### How to complete this task
Could you print every record exactly as it stands?

Source data Start Marker

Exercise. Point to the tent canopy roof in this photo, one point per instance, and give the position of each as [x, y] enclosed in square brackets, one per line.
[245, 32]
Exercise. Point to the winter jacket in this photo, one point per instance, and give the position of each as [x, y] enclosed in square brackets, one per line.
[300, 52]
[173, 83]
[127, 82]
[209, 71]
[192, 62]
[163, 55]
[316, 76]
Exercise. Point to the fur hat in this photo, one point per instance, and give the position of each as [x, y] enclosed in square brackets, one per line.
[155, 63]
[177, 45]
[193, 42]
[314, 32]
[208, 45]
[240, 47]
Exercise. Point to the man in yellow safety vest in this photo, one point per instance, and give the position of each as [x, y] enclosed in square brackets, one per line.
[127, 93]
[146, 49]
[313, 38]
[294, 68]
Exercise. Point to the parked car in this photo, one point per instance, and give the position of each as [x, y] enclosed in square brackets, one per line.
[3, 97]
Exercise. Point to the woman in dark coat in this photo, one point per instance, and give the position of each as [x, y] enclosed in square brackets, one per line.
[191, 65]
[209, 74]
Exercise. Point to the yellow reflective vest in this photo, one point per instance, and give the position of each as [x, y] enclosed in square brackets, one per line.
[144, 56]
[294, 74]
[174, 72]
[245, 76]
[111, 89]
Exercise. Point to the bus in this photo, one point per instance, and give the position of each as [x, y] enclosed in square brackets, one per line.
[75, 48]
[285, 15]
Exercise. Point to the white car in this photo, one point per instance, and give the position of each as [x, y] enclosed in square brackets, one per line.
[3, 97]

Source data End Marker

### Result of this exercise
Exercise. Point to the tent canopy roof in this photo, one point per instance, and give the position of each as [x, y] enclosed in square brackets, one per line.
[245, 32]
Exercise. Point to the winter jacket in this photo, one point per instance, and give the position of each as [x, y] enclosed in square brackets, one per line.
[300, 52]
[173, 83]
[127, 82]
[209, 71]
[192, 62]
[163, 55]
[316, 76]
Exercise. Point to the fur hat in this photo, one point per instance, and give the position of each as [x, y] enclosed in square brackets, one per line.
[155, 63]
[177, 45]
[193, 42]
[314, 32]
[208, 45]
[240, 47]
Exercise. Point to the man in yellow safety vest in this photo, one point per instance, and give the position of each as [x, y] enclosed in square brackets, one per line.
[127, 93]
[146, 49]
[313, 38]
[294, 68]
Exercise. Point to the parked car in this photo, one point per instance, and give the position of each as [x, y] enclosed in square brackets, one per line.
[3, 97]
Exercise. Point to the woman in dark coat in this photo, one point per instance, and give the position of each as [x, y] enclosed in square brackets, one per line.
[191, 65]
[209, 74]
Exercise. Point to the yellow reflective vest in this photo, one point per instance, and give the position of each as [x, y] enclosed in square brackets, one per line.
[144, 56]
[294, 74]
[174, 72]
[245, 76]
[111, 89]
Exercise. Point to the bus in this photo, one point per instance, and give the position of each as [x, y] enclosed in square brackets, one per line.
[75, 48]
[285, 15]
Exercise. Point to the white car in this photo, one point per instance, and give the position of each as [x, y] enclosed in square brackets, one per line.
[3, 97]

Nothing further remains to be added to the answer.